QUOTED PASSAGE –
══════════
Anyone else not really feel addictiveness from normally addictive drugs?

Opiates have always been my downfall, ever since that first dose of dhc around the age of 15. Most stimulants I can take or leave, partially due to the comedowns. Nicotine and caffeine are major addictions of mine...I personally find tobacco more addicting than crack cocaine, as absurd as that sounds.

Thats not absurd at all; nicotine is (scientifically speaking) the most addictive drug known to mankind.
The addictive potential of any drug is increased with certain routes of administration (psychadelics are perhaps an exception). Smoking and injecting are the most addictive ROA's as they allow the majority of the drug to hit the brain quickly and produce a more intense effect.
Drugs that are taken orally generally take a bit longer to cause addiction but personal preferance and body chemistry will factor in as well.
 
True. Of all the drugs I've tried, nicotine is the one I've never been able to avoid in the long term.Why is it some pills take so little time to hit, though? I took a certain pill today, and it took a mere 10 minutes to kick in, for some reason?
══════════
DESCRIPTION OF THE TASK – In the thread above, rewrite the paragraph beginning "Opiates have always been my downfall" more briefly, keeping its main facts.
══════════
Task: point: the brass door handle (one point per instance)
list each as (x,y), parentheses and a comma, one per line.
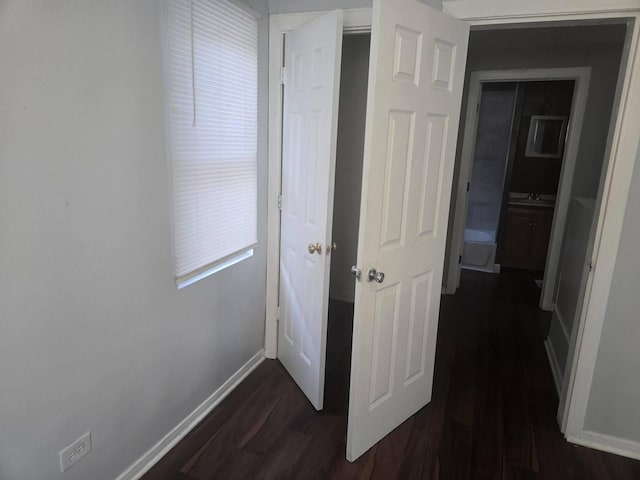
(374,276)
(315,248)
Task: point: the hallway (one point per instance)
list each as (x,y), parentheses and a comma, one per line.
(492,415)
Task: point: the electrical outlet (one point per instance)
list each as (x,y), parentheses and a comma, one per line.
(75,451)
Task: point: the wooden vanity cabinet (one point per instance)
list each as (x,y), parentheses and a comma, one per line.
(526,237)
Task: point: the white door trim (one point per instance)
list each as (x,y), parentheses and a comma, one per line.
(355,20)
(621,155)
(581,75)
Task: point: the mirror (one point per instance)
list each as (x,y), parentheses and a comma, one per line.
(546,136)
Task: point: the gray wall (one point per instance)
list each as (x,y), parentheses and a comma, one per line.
(614,401)
(490,157)
(93,333)
(349,156)
(604,60)
(287,6)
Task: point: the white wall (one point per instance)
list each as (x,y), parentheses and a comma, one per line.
(93,333)
(289,6)
(614,401)
(349,156)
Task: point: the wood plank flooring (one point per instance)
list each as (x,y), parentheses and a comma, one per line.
(492,415)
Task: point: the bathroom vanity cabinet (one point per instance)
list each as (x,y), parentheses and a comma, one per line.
(526,237)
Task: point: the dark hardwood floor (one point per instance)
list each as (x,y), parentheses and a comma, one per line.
(492,415)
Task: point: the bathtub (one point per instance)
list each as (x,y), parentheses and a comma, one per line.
(479,251)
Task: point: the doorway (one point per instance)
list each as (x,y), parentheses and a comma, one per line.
(346,218)
(443,230)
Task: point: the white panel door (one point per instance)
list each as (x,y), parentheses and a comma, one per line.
(310,121)
(416,75)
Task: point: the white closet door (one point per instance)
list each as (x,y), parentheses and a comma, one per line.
(416,75)
(310,120)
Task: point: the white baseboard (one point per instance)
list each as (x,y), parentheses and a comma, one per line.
(160,449)
(556,371)
(607,443)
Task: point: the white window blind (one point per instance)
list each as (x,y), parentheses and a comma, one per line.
(212,102)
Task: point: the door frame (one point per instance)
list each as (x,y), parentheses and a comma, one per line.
(621,154)
(581,76)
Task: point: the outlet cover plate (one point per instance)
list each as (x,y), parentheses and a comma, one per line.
(75,451)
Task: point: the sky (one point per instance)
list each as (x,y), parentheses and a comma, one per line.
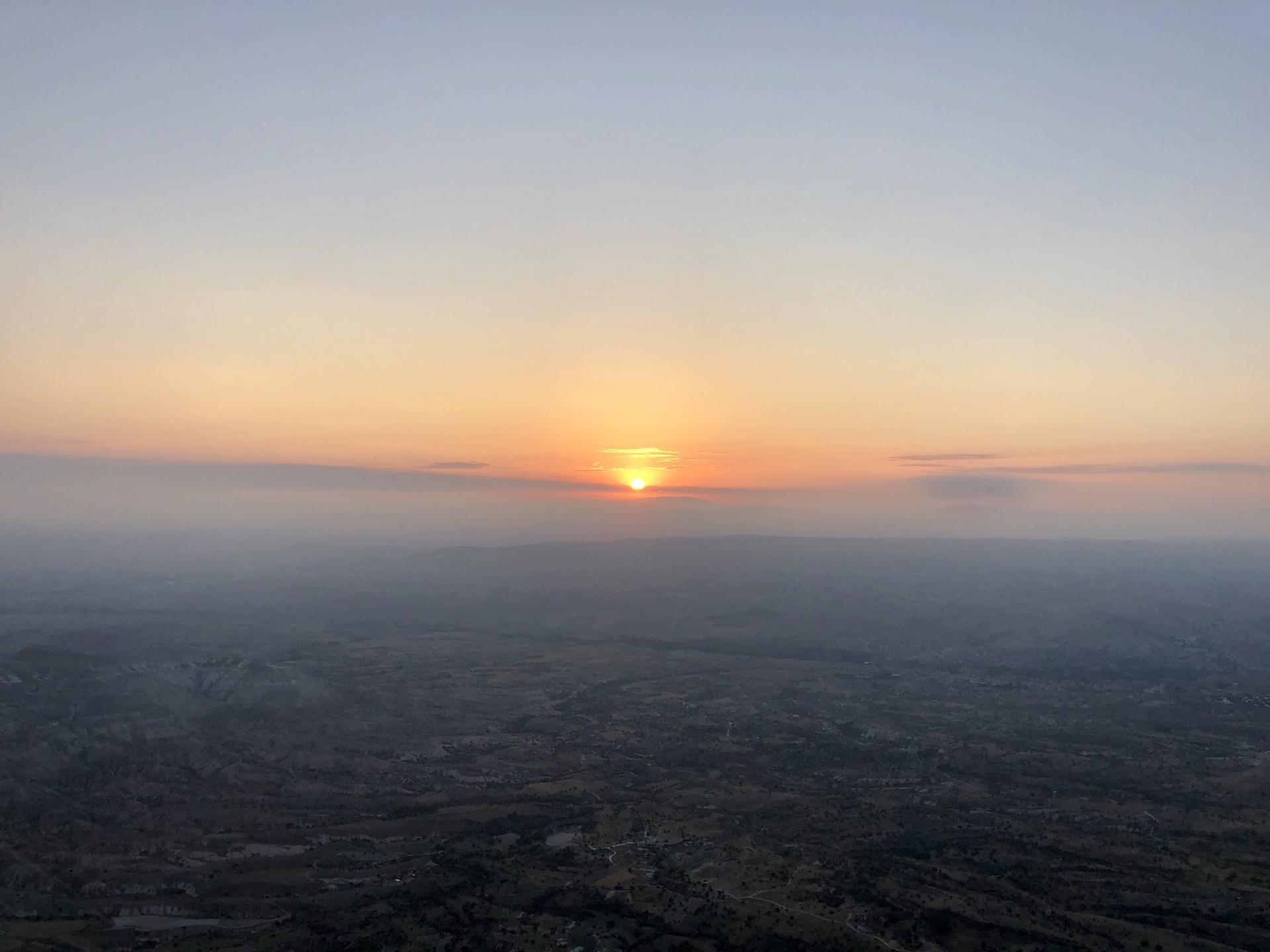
(464,272)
══════════
RESPONSE – Opiates have been my weakness since my first dose of dhc at about 15. I can take or leave most stimulants, partly because of the comedowns. Nicotine and caffeine are major addictions for me, and I find tobacco more addicting than crack cocaine.